■ Given instruction:
Repeat all of the records verbatim.

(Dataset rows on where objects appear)

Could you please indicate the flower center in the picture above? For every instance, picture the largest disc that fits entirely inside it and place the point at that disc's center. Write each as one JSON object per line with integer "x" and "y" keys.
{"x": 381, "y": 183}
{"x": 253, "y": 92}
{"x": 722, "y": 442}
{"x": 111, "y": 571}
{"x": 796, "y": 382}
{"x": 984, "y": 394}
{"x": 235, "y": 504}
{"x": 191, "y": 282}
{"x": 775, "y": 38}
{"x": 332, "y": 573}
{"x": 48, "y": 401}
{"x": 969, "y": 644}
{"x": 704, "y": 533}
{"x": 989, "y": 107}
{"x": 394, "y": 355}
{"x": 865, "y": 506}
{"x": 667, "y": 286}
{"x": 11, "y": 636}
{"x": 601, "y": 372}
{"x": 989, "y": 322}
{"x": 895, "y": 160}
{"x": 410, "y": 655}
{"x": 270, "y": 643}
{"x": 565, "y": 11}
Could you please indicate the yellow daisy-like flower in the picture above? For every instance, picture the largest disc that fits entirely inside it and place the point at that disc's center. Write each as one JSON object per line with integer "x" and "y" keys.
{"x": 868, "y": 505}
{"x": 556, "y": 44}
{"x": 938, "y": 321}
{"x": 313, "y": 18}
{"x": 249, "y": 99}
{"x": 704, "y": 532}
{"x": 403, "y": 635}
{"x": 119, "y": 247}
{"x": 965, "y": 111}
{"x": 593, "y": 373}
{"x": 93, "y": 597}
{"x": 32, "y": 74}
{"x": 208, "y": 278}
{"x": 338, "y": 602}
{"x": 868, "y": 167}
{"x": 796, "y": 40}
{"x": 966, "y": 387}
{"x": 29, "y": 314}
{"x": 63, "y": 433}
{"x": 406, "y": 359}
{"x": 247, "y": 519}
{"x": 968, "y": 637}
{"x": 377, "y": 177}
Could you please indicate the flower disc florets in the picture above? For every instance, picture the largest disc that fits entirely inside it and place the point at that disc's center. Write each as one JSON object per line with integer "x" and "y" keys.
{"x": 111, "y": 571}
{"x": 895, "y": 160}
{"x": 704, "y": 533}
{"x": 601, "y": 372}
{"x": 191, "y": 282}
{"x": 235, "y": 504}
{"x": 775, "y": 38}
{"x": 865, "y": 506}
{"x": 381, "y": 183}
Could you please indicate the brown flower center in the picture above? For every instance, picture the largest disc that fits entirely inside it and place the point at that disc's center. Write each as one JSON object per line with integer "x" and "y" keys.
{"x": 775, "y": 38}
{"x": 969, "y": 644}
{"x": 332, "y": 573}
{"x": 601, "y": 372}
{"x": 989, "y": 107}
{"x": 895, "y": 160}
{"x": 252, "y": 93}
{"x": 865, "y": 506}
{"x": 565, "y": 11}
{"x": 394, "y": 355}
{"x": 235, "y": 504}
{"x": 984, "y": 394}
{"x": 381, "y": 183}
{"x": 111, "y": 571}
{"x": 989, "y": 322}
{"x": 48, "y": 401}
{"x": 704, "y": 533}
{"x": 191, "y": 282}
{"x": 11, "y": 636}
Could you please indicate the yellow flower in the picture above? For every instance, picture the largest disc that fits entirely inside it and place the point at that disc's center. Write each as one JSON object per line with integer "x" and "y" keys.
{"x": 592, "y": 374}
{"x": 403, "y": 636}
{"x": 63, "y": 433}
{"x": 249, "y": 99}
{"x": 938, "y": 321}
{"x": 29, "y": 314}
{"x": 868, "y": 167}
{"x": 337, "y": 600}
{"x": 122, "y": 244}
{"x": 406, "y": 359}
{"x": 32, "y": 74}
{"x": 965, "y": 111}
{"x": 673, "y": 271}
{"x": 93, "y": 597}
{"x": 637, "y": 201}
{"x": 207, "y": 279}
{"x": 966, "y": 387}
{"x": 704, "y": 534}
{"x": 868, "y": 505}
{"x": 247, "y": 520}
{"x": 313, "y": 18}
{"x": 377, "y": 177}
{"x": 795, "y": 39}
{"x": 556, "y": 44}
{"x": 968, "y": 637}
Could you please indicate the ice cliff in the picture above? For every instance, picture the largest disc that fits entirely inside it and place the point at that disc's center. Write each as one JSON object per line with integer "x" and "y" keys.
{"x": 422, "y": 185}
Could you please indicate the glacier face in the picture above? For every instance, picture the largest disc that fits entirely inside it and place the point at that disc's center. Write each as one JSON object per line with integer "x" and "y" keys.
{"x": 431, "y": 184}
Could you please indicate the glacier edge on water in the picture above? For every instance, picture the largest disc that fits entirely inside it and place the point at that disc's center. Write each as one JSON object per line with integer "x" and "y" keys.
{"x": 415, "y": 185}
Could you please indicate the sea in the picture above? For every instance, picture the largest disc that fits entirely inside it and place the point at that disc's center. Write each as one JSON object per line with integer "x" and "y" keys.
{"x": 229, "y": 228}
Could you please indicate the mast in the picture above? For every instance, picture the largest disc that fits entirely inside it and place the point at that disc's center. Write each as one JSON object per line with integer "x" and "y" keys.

■ Solution for this problem:
Could you please indicate the flower center in the picture above? For every instance, picture the largest disc that fits entirely inside it and place the point at that disc's center. Write each as one JSON object per line with integer "x" and "y" keys.
{"x": 381, "y": 183}
{"x": 253, "y": 92}
{"x": 722, "y": 442}
{"x": 111, "y": 571}
{"x": 796, "y": 382}
{"x": 984, "y": 394}
{"x": 235, "y": 504}
{"x": 191, "y": 282}
{"x": 775, "y": 38}
{"x": 332, "y": 573}
{"x": 48, "y": 401}
{"x": 969, "y": 644}
{"x": 704, "y": 533}
{"x": 989, "y": 107}
{"x": 394, "y": 355}
{"x": 865, "y": 506}
{"x": 667, "y": 286}
{"x": 11, "y": 636}
{"x": 601, "y": 372}
{"x": 989, "y": 322}
{"x": 895, "y": 160}
{"x": 410, "y": 655}
{"x": 270, "y": 643}
{"x": 565, "y": 11}
Could you please indicate the yellow daisy-like flower in the picture above? For every instance, picture the largest disc that fits entirely inside it and place the point at that disc's center. Write each as one JSON object per line with integer "x" and "y" keys.
{"x": 868, "y": 505}
{"x": 556, "y": 44}
{"x": 938, "y": 321}
{"x": 313, "y": 18}
{"x": 249, "y": 99}
{"x": 704, "y": 532}
{"x": 403, "y": 635}
{"x": 119, "y": 247}
{"x": 965, "y": 111}
{"x": 593, "y": 373}
{"x": 93, "y": 597}
{"x": 32, "y": 74}
{"x": 208, "y": 278}
{"x": 338, "y": 602}
{"x": 868, "y": 167}
{"x": 796, "y": 40}
{"x": 966, "y": 387}
{"x": 29, "y": 314}
{"x": 63, "y": 433}
{"x": 406, "y": 359}
{"x": 247, "y": 519}
{"x": 968, "y": 637}
{"x": 377, "y": 177}
Could you please indicate the flower disc florets in the picture above? For every instance, picture the largest disc that fits entirely inside it and place the point at that disc's center. Write each as one JSON object per line with integer "x" and "y" keys.
{"x": 111, "y": 571}
{"x": 895, "y": 160}
{"x": 704, "y": 533}
{"x": 601, "y": 372}
{"x": 191, "y": 282}
{"x": 235, "y": 504}
{"x": 775, "y": 38}
{"x": 865, "y": 506}
{"x": 381, "y": 183}
Could you please indicate the brown flower center in the picture above? For every instance, picture the largest disc that fits entirely inside it and place the point at that disc's center. Write each as one JSON object per line with integer "x" and "y" keys.
{"x": 775, "y": 38}
{"x": 969, "y": 644}
{"x": 332, "y": 573}
{"x": 601, "y": 372}
{"x": 989, "y": 107}
{"x": 895, "y": 160}
{"x": 252, "y": 93}
{"x": 865, "y": 506}
{"x": 565, "y": 11}
{"x": 394, "y": 355}
{"x": 235, "y": 504}
{"x": 984, "y": 394}
{"x": 381, "y": 183}
{"x": 111, "y": 571}
{"x": 989, "y": 322}
{"x": 48, "y": 401}
{"x": 704, "y": 533}
{"x": 191, "y": 282}
{"x": 11, "y": 636}
Could you please indicate the yellow flower in the picture above? For every instance, picture the largest disc that fits entirely inside it and place the point at that disc's center. Write each as one JSON object per line with integer "x" and "y" keys.
{"x": 592, "y": 374}
{"x": 403, "y": 636}
{"x": 63, "y": 433}
{"x": 249, "y": 99}
{"x": 938, "y": 321}
{"x": 29, "y": 314}
{"x": 868, "y": 167}
{"x": 337, "y": 600}
{"x": 122, "y": 244}
{"x": 406, "y": 359}
{"x": 32, "y": 74}
{"x": 965, "y": 111}
{"x": 673, "y": 271}
{"x": 93, "y": 597}
{"x": 637, "y": 201}
{"x": 207, "y": 279}
{"x": 966, "y": 387}
{"x": 704, "y": 534}
{"x": 868, "y": 505}
{"x": 247, "y": 520}
{"x": 313, "y": 18}
{"x": 377, "y": 177}
{"x": 795, "y": 39}
{"x": 556, "y": 44}
{"x": 968, "y": 637}
Could you please indicate the ice cliff in the picture above? For every instance, picture the largest disc that fits entirely inside it and place the point at that disc's center. Write each as one JSON object per line with integer "x" and "y" keys.
{"x": 422, "y": 185}
Could you please indicate the glacier face in the picture above? For every instance, picture the largest disc that fits entirely inside it and place the point at that disc's center. Write each as one JSON object per line with integer "x" and "y" keys.
{"x": 431, "y": 184}
Could you please indicate the glacier edge on water in the picture above? For every instance, picture the largest disc that fits entirely inside it and place the point at that disc's center. Write each as one JSON object per line with integer "x" and "y" keys.
{"x": 415, "y": 185}
Could you please indicate the sea in the picture above? For every instance, picture the largest disc that fits entirely inside it and place the point at that disc's center. Write each as one JSON object per line with integer "x" and "y" keys.
{"x": 229, "y": 228}
Could you please indicate the mast in the picture above? For every instance, picture the largest disc that fits entirely inside it and place the point at that disc's center. Write each as one JSON object per line with integer "x" and "y" keys.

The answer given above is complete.